### DA SVOLGERE
Riproduca per intero, senza alcuna modifica, l'estratto sulla disfunzione erettile.

### ESTRATTO
◇ ◇ ◇

Introduzione

Si definisce disfunzione erettile (DE) l’incapacità di raggiungere o mantenere un’erezione tale da permettere una prestazione sessuale soddisfacente. Questo sintomo rappresenta un problema piuttosto comune che interessa dal 6 al 64% della popolazione maschile a seconda dell’età, con una prevalenza media del 30%. Dal punto di vista eziologico si riconoscono cause psicologiche, organiche e miste. In passato si riteneva che le forme psicogene fossero quelle a maggiore prevalenza, mentre le evidenze più recenti suggeriscono che più dell’80% delle condizioni di DE siano da attribuire a cause organiche. Le forme di DE organiche possono a loro volta essere distinte in forme endocrine e forme non endocrine. Tra quest’ultime, la forma a principale prevalenza è quella vascolare che può ulteriormente essere distinta in forma arteriosa, venosa o mista (Tabella 1) [1].

◇ ◇ ◇

### DATI DA ESAMINARE
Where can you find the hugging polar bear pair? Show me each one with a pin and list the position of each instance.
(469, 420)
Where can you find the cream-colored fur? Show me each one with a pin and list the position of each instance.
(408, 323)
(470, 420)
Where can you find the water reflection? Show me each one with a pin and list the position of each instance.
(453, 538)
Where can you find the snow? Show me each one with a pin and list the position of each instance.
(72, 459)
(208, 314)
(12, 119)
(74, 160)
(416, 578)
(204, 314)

◇ ◇ ◇

### RISPOSTA
Introduzione

Si definisce disfunzione erettile (DE) l’incapacità di raggiungere o mantenere un’erezione tale da permettere una prestazione sessuale soddisfacente. Questo sintomo rappresenta un problema piuttosto comune che interessa dal 6 al 64% della popolazione maschile a seconda dell’età, con una prevalenza media del 30%. Dal punto di vista eziologico si riconoscono cause psicologiche, organiche e miste. In passato si riteneva che le forme psicogene fossero quelle a maggiore prevalenza, mentre le evidenze più recenti suggeriscono che più dell’80% delle condizioni di DE siano da attribuire a cause organiche. Le forme di DE organiche possono a loro volta essere distinte in forme endocrine e forme non endocrine. Tra quest’ultime, la forma a principale prevalenza è quella vascolare che può ulteriormente essere distinta in forma arteriosa, venosa o mista (Tabella 1) [1].